## [TRECHO DO DOCUMENTO]
● ● ●
Por Guilherme Soares, professor da rede pública estadual de ensino da Zona Norte de São Paulo
Para quem é professor da Rede Pública
do Estado de São Paulo, a morte do João deveria ter tido um pouco mais de
atenção. A ideologia dominante educou os dominados a naturalizarem a
pobreza, ou seja, se tornou algo banal para muitos passar na rua e ver um morador
de rua deitado e nem minimante se perguntar: Por que este ser humano está na
rua? Ou até mesmo: qual é a historia deste individuo que está nas ruas?
João foi um morador de rua que morreu
na última semana de agosto e que viveu o resto de sua vida na Cidade
Universitária. Ele, nos anos 70, se formou na USP em Letras e começou a
lecionar na rede pública de ensino do Estado de São Paulo. Esteve à
frente da greve de 2000 contra Mário Covas, do PSDB, onde ele e vários outros
professores foram demitidos pela greve e seus métodos de luta, como o
acampamento em frente à Secretaria de Educação Estadual. A partir de então, a
vida de João se degradou e, infelizmente, levou o fim que levou.
● ● ●
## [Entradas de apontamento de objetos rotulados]
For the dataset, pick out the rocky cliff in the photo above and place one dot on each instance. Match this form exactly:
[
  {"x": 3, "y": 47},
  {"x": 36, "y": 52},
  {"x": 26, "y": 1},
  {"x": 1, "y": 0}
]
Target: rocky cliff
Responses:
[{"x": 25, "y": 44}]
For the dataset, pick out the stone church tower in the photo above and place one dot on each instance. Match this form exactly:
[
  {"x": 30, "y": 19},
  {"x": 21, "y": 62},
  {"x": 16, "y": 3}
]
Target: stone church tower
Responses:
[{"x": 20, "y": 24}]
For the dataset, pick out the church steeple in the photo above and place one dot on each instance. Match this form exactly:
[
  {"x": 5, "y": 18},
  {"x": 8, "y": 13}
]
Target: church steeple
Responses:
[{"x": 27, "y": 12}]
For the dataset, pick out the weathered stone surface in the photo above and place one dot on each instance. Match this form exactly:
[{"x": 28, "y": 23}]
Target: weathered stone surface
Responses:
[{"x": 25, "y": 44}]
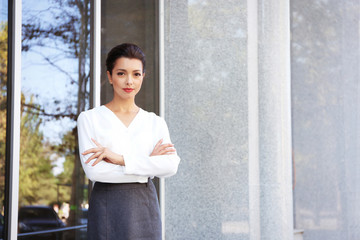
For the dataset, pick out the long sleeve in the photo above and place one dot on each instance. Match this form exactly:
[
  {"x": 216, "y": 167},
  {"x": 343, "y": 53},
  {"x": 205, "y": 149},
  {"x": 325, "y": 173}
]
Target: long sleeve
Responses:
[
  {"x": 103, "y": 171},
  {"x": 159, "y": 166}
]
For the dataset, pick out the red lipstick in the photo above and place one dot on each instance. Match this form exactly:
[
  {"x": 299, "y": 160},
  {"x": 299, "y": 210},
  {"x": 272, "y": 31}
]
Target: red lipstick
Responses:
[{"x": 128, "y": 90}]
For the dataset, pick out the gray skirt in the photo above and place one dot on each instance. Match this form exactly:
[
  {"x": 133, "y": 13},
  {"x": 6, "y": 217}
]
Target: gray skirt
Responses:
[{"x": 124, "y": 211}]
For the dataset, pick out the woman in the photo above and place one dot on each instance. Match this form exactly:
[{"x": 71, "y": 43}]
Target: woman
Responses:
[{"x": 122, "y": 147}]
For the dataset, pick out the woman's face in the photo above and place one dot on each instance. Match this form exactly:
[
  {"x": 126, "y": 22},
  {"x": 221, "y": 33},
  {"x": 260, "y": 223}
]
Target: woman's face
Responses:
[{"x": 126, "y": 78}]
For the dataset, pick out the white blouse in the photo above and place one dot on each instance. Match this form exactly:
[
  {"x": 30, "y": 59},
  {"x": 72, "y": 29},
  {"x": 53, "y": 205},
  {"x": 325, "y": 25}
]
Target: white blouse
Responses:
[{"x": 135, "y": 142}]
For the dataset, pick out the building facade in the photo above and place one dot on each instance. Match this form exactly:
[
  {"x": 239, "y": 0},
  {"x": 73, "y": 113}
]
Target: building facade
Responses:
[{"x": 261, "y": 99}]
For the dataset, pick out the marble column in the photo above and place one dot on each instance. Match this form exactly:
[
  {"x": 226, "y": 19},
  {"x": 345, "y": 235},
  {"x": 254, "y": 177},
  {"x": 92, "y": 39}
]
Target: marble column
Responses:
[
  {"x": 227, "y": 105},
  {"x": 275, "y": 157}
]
● ● ●
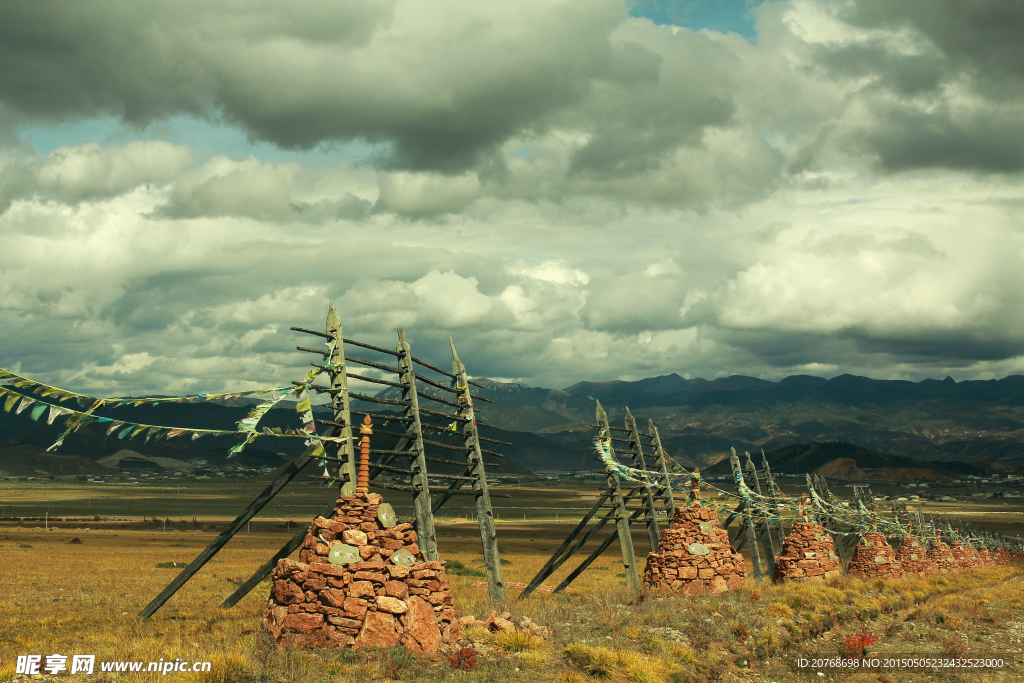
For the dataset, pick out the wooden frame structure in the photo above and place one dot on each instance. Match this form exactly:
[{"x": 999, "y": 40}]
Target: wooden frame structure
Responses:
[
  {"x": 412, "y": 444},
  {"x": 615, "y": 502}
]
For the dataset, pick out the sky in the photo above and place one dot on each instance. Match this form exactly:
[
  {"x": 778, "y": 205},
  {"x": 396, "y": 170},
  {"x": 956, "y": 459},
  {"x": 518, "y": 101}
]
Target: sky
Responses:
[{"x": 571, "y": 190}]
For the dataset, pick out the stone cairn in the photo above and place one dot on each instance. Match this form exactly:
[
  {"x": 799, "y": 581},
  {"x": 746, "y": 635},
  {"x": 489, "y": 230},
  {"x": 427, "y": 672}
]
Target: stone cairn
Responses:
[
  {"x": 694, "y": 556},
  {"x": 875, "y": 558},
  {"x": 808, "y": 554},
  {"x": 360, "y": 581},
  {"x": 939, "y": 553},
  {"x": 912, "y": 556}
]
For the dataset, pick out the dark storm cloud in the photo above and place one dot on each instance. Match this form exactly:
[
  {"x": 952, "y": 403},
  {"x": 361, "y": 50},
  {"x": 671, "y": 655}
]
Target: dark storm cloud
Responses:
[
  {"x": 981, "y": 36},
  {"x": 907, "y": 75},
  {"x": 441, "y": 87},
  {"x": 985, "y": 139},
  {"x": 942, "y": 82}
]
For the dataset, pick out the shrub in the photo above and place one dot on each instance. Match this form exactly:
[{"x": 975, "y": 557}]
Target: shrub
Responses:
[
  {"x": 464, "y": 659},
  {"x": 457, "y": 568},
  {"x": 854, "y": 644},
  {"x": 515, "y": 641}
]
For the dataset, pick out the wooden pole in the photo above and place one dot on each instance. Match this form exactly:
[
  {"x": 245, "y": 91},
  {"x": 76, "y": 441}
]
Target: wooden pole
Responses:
● ● ●
## [LISTA DE TAREFAS]
• 1. Pode transcrever, palavra por palavra, o trecho do texto sobre João que começa nas palavras que contêm "João foi um" e termina em "fim que levou."?
• 2. Como ficaria, de forma mais breve e com os fatos principais mantidos, o parágrafo do texto sobre João que começa com "João foi um morador de rua"?

## [RESPOSTAS]
• 1.
João foi um morador de rua que morreu
na última semana de agosto e que viveu o resto de sua vida na Cidade
Universitária. Ele, nos anos 70, se formou na USP em Letras e começou a
lecionar na rede pública de ensino do Estado de São Paulo. Esteve à
frente da greve de 2000 contra Mário Covas, do PSDB, onde ele e vários outros
professores foram demitidos pela greve e seus métodos de luta, como o
acampamento em frente à Secretaria de Educação Estadual. A partir de então, a
vida de João se degradou e, infelizmente, levou o fim que levou.

• 2. João, morador de rua que morreu na última semana de agosto, viveu o resto da vida na Cidade Universitária. Formado em Letras pela USP nos anos 70, lecionou na rede pública estadual de São Paulo. Esteve à frente da greve de 2000 contra Mário Covas, do PSDB, e foi demitido com vários outros professores por causa da greve e de seus métodos de luta, como o acampamento em frente à Secretaria de Educação Estadual. Desde então, sua vida se degradou até o fim.